[EXCERTO DA FONTE]:
◇ ◇ ◇ ◇
Torres Vedras

Carlos Capela

21.12.2024

Não é de Torres Vedras, mas foi aqui que se estabeleceu profissionalmente. É professor de Educação Física e desenvolveu um projeto de voleibol de âmbito escolar de grande sucesso, que tem levado o nome de Torres Vedras além-fronteiras. A revista municipal [Torres Vedras] está à conversa com o professor Carlos Capela.

 

Começando precisamente por Torres Vedras, como é que surgiu esta ligação ao nosso Concelho?

Eu sempre quis vir morar para a zona a Oeste. Desde miúdo, vinha à pesca com o meu pai para a Ericeira. Entretanto, fui colocado na Escola Básica de Maxial. Ainda lecionei cerca de 10 anos nessa escola e apaixonei-me pela região de Torres Vedras. Pedi transferência aqui para a Escola Secundária Madeira Torres, apesar de ser uma escola diferente, era uma escola que abria outras oportunidades.

 

E já são 20 anos lecionar em Torres Vedras…

Aqui no concelho de Torres Vedras, juntando o Maxial à Madeira Torres já são uns 24 anos.

 

Voltando um pouco atrás, o que o levou a optar pela carreira de professor?

Os meus pais contavam que desde muito cedo eu dizia que queria ser professor de Educação Física. Também tive um professor de Educação Física que acabou por ser uma referência para mim. […] Fiz a minha carreia de estudante toda como atleta de futebol e de voleibol. Comecei a dar alguns treinos de voleibol e de futebol a crianças ainda muito jovem. E foi aí que eu decidi que queria seguir a carreira de professor de Educação Física e de treinador.
◇ ◇ ◇ ◇
[AS TAREFAS]:
1 - Transcreva da entrevista o trecho que começa em "Eu sempre quis" e termina em "uns 24 anos.".
2 - Segundo a entrevista, em que escola Carlos Capela foi colocado antes de pedir transferência para a Escola Secundária Madeira Torres?
3 - Indique se cada afirmação está de acordo com a entrevista, respondendo sim ou não e citando as palavras que o decidem: (a) Carlos Capela é natural de Torres Vedras. (b) Lecionou cerca de 10 anos na Escola Básica de Maxial. (c) Em criança, ia à pesca com o pai para a Ericeira.
◇ ◇ ◇ ◇
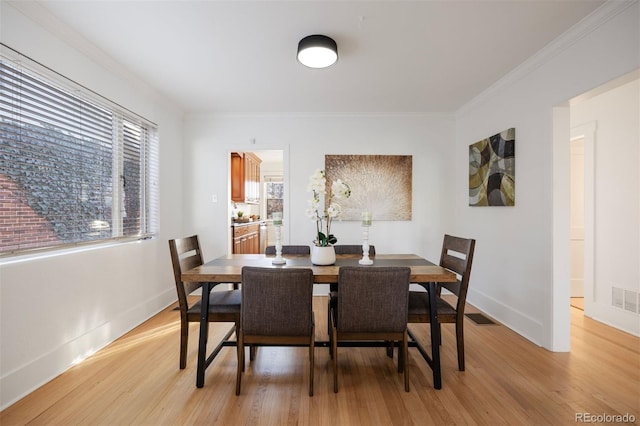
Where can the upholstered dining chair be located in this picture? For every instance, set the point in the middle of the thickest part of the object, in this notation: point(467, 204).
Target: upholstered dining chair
point(288, 249)
point(277, 309)
point(373, 305)
point(457, 256)
point(333, 288)
point(224, 306)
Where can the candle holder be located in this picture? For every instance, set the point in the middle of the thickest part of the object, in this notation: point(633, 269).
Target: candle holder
point(278, 260)
point(365, 246)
◇ ◇ ◇ ◇
[SOLUÇÕES]:
1 -
Eu sempre quis vir morar para a zona a Oeste. Desde miúdo, vinha à pesca com o meu pai para a Ericeira. Entretanto, fui colocado na Escola Básica de Maxial. Ainda lecionei cerca de 10 anos nessa escola e apaixonei-me pela região de Torres Vedras. Pedi transferência aqui para a Escola Secundária Madeira Torres, apesar de ser uma escola diferente, era uma escola que abria outras oportunidades.

 

E já são 20 anos lecionar em Torres Vedras…

Aqui no concelho de Torres Vedras, juntando o Maxial à Madeira Torres já são uns 24 anos.

2 - Na Escola Básica de Maxial.

3 -
(a) Não: "Não é de Torres Vedras"
(b) Sim: "Ainda lecionei cerca de 10 anos nessa escola"
(c) Sim: "Desde miúdo, vinha à pesca com o meu pai para a Ericeira"